**Provided passage**
——
In 1996, several plaintiffs involved in the present appeal sued the Forest Service, arguing that its interpretation of the PETS-monitoring language was incorrect. On appeal, we concluded that the plain language of the VMEISs’ provision required the Forest Service to perform population inventories in project areas where such inventories were not “available.” Id.

Not long after Martin, the Forest Service amended the forest plans of three national forests to adopt revised PETS-monitoring provisions. This new language provided that, in certain circumstances, the Forest Service need not perform inventories but could instead assume the presence of PETS if suitable habitats were present. 4 The Forest Service has since replaced these amendments and adopted new language. 5

*1169 In response to the amendments (and before the adoption of the new language), several environmental groups sued the Forest Service on July 26, 2001. Chattooga Conservancy v. Jacobs, 373 F.Supp.2d 1353 (N.D.Ga.2005). The basic theory of Chattooga Conservancy was that these amendments were a thinly veiled attempt to avoid the requirements of Martin. Specifically, the complaint alleged that the forest plan amendments and revisions violated the governing regional VMEISs. In addition, the complaint alleged that the Forest Service violated NEPA in several ways, including by failure to prepare supplements to the regional VMEISs before making the plan amendments and revisions.

In response to the complaint, the Forest Service gave notice of its intention to prepare supplements to the VMEISs and to amend the Forest Service Manual to include a new requirement of a time to perform population inventories for PETS species. Both the forest plan amendments and the manual revision eliminated the requirement that the Forest Service collect population inventory data on PETS species.
——
**Data section**
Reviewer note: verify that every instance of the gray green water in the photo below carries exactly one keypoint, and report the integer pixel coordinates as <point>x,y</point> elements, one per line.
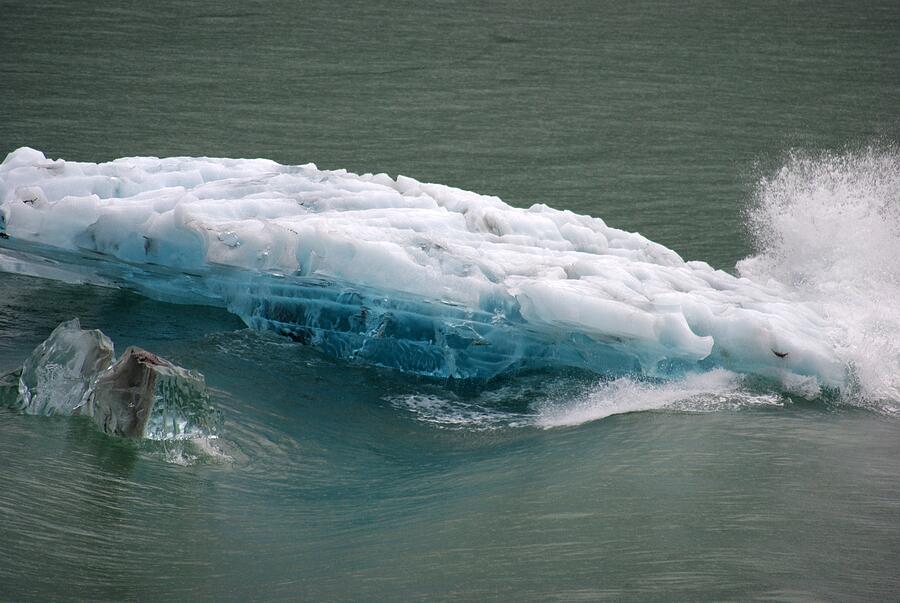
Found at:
<point>657,117</point>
——
**Tasks for this exercise**
1 > According to the Forest Service excerpt, on what date did several environmental groups sue the Forest Service in response to the amendments?
2 > List every acronym that appears in the Forest Service excerpt.

**Results of the tasks**
1 > July 26, 2001

2 > PETS, VMEISs, NEPA